Task objective |
Report each line of the entries below that includes "floating".

─── Source records ───

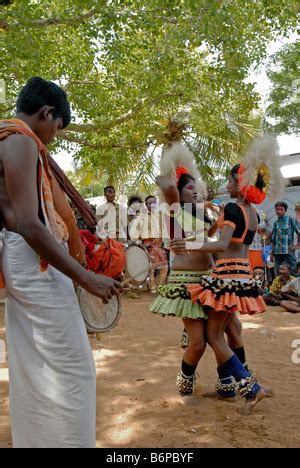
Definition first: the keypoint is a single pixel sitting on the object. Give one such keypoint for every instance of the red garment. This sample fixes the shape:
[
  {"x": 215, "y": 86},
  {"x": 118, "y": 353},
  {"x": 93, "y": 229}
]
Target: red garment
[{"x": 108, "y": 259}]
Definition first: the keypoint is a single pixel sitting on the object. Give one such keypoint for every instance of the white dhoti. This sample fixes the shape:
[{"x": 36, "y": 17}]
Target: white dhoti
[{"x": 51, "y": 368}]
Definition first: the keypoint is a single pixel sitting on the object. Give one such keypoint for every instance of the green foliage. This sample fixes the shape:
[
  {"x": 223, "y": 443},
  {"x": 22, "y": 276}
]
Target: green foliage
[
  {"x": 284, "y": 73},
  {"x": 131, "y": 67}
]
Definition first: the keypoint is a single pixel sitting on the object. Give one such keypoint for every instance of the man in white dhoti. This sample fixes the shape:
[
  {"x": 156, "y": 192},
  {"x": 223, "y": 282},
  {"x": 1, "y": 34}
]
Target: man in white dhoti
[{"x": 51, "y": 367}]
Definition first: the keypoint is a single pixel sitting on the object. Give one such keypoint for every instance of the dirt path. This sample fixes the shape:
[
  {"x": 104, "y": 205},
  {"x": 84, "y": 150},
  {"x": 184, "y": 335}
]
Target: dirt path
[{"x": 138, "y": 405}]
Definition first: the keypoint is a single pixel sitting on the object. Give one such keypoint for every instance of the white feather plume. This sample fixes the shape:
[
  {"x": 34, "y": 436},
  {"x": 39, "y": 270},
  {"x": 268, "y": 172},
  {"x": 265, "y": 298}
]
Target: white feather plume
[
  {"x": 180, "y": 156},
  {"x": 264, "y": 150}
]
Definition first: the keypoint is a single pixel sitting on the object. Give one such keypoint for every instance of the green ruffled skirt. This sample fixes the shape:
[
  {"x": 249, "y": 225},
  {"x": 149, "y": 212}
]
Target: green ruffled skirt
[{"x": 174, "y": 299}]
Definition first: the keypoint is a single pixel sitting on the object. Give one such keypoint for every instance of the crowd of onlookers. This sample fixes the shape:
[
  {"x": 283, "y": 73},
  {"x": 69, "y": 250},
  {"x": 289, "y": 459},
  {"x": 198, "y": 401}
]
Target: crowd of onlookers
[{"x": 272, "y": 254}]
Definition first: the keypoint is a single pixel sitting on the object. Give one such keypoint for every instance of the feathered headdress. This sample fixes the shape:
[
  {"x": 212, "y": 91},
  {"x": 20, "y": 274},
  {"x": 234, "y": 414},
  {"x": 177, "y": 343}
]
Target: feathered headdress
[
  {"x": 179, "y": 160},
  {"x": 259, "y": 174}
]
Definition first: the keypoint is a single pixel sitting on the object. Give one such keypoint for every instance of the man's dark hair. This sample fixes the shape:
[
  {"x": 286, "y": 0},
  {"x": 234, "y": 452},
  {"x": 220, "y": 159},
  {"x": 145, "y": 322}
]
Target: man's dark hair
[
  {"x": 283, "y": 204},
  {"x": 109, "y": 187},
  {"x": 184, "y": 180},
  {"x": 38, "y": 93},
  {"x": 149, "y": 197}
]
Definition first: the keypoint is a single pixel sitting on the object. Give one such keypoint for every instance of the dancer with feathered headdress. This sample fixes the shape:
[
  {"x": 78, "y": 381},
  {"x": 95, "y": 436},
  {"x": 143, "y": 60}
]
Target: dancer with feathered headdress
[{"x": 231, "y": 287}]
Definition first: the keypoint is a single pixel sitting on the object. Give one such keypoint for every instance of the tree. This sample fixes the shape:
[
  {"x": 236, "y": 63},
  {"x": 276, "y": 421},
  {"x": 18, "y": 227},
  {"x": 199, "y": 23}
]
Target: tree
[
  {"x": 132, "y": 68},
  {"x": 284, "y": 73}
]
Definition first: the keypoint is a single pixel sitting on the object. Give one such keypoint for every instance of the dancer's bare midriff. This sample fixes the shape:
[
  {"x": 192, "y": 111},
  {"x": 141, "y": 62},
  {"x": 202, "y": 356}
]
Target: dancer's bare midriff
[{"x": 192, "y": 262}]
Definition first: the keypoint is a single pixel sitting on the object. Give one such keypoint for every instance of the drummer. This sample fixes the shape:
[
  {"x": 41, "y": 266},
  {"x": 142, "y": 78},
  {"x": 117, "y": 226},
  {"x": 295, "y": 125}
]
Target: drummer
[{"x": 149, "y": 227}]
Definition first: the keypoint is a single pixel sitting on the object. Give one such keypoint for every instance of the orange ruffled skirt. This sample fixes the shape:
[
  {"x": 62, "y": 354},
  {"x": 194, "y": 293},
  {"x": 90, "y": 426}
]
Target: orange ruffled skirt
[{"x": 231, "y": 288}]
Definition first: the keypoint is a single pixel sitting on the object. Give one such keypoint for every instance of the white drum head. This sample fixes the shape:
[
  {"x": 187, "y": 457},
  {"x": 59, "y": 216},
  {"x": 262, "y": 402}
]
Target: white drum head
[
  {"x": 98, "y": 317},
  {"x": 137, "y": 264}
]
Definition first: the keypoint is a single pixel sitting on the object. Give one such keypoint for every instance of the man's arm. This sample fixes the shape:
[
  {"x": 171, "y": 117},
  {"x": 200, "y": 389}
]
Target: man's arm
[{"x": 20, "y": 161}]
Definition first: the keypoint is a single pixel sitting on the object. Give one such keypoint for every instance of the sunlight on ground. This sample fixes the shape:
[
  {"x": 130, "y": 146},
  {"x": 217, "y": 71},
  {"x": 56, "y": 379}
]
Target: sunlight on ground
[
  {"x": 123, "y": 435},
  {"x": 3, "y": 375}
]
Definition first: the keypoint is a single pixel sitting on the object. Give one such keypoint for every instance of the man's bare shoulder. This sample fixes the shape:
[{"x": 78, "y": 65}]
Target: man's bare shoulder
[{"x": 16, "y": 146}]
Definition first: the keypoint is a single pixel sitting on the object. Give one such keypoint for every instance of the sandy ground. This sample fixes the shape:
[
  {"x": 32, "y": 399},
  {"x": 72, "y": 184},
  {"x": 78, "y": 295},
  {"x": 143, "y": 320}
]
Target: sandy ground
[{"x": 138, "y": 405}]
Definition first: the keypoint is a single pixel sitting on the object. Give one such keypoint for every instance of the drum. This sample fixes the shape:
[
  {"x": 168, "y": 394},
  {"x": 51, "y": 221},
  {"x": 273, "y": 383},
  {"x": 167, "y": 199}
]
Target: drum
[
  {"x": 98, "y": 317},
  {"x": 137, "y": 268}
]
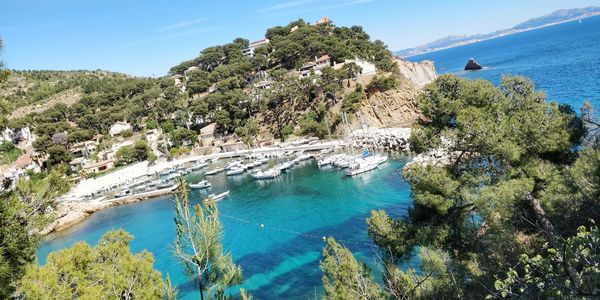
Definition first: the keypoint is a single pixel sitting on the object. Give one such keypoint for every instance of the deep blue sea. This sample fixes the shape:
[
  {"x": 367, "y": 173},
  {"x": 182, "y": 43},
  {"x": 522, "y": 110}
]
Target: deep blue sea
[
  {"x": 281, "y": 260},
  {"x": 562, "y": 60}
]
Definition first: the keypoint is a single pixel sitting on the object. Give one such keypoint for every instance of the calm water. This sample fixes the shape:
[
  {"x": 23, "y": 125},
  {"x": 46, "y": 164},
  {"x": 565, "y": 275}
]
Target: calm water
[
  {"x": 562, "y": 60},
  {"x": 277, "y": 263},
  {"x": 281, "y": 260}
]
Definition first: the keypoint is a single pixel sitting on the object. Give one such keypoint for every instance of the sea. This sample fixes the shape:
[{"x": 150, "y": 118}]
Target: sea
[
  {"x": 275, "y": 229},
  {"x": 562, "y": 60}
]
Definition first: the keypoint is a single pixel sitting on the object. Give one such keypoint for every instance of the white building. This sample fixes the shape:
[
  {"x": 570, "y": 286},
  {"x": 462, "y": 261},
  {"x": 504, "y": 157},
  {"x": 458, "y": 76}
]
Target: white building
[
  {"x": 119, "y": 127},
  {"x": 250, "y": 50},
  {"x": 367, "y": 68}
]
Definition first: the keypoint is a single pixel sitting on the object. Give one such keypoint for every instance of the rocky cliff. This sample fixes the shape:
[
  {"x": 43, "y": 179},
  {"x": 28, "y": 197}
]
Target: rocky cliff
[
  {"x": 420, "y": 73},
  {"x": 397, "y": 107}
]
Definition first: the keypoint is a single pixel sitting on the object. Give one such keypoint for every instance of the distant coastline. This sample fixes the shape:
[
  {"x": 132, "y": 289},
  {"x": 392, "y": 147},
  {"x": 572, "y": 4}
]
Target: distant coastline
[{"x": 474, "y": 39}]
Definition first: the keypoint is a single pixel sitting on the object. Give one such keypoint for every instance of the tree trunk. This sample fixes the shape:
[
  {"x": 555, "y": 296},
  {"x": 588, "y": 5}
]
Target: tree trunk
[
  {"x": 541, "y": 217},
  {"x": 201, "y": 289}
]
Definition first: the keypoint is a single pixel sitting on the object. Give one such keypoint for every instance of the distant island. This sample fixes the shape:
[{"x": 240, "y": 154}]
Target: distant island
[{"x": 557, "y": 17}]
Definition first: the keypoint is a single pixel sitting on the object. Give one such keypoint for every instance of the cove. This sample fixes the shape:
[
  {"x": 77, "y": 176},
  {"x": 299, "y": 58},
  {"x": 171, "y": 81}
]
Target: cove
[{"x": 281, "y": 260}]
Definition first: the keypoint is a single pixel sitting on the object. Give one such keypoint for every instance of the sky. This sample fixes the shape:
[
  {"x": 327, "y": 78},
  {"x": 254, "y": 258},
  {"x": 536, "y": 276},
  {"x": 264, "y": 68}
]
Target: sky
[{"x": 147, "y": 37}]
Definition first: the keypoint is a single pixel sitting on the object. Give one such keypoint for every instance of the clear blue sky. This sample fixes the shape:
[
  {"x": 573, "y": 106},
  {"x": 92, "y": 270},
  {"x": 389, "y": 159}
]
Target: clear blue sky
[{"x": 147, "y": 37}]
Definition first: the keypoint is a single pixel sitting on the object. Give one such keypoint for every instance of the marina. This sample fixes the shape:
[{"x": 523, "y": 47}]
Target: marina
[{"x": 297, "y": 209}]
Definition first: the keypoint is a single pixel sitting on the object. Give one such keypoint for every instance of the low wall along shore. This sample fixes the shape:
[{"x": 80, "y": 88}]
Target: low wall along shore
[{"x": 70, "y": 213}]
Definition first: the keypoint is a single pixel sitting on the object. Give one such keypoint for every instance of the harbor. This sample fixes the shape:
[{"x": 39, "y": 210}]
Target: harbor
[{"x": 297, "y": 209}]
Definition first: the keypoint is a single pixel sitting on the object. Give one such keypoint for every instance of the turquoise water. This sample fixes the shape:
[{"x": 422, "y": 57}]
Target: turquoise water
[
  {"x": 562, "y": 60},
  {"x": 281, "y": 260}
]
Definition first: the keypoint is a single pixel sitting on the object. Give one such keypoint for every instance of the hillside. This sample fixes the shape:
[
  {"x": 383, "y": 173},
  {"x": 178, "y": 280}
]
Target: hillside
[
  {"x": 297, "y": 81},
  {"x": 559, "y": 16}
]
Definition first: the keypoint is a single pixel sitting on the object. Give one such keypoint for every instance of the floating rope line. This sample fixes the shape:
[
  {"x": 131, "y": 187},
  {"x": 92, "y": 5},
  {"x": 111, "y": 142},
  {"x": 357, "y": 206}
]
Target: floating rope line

───

Final answer |
Definition first: the keypoint is a single pixel sitting on the object. Give one such keypoint for every instance of the floating rope line. This sample fixes the shape:
Target: floating rope line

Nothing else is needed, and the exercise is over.